- Records supplied -

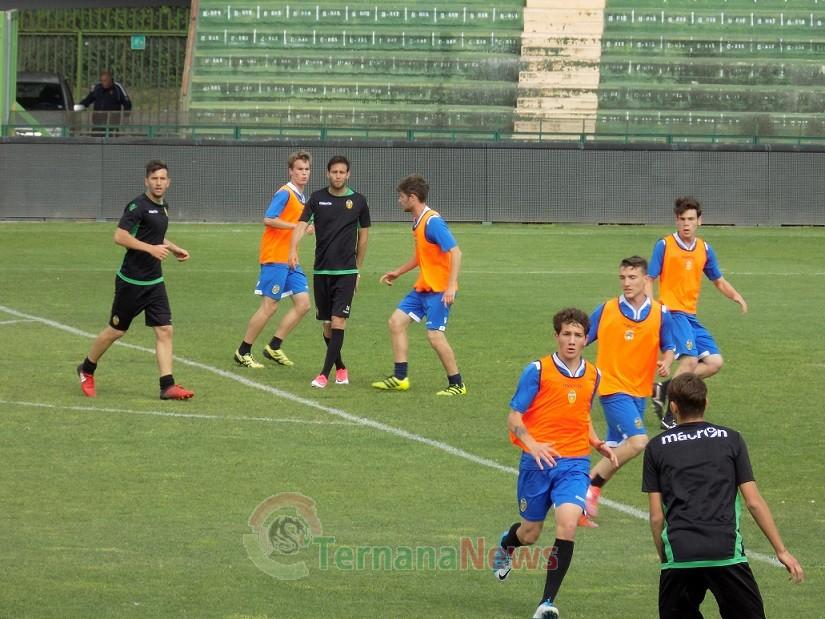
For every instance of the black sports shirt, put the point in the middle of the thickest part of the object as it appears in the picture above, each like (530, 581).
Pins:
(147, 221)
(337, 220)
(698, 467)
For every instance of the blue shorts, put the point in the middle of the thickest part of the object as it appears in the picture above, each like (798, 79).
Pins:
(538, 490)
(624, 414)
(692, 339)
(417, 305)
(278, 280)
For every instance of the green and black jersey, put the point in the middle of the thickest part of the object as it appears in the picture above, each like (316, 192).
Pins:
(147, 221)
(698, 468)
(337, 220)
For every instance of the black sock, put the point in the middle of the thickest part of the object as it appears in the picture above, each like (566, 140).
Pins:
(88, 366)
(557, 565)
(511, 541)
(400, 371)
(339, 363)
(336, 342)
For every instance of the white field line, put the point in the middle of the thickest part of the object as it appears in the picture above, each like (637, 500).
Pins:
(126, 411)
(337, 412)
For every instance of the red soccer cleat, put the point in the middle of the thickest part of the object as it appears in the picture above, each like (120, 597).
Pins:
(176, 392)
(87, 382)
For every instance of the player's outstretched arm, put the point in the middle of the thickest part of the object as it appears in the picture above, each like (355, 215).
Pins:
(180, 253)
(657, 521)
(761, 513)
(297, 235)
(727, 289)
(455, 267)
(124, 239)
(543, 453)
(390, 276)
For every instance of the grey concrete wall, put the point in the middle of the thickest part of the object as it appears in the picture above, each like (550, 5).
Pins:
(233, 181)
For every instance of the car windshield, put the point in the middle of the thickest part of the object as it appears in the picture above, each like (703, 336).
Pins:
(40, 96)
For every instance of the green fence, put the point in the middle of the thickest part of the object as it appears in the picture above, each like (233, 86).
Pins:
(79, 43)
(384, 124)
(379, 64)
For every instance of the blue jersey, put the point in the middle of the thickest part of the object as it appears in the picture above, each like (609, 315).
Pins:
(711, 269)
(437, 233)
(528, 384)
(279, 200)
(667, 338)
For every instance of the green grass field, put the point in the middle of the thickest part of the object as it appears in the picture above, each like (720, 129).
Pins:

- What is expected -
Please filter the listing down to lines that include the word "green".

- Task output -
For every instance of the green and black jersey, put the point in the middle of the thickest part of the object as it appears in the picture above, each like (316, 192).
For every instance of the green fence, put the point in the middle of the thickest part of the object as it appears in the picture above, each like (233, 86).
For every instance of the green grass field, put the point in the middle of the thickest part of the object as it appears in the picture above, each like (720, 129).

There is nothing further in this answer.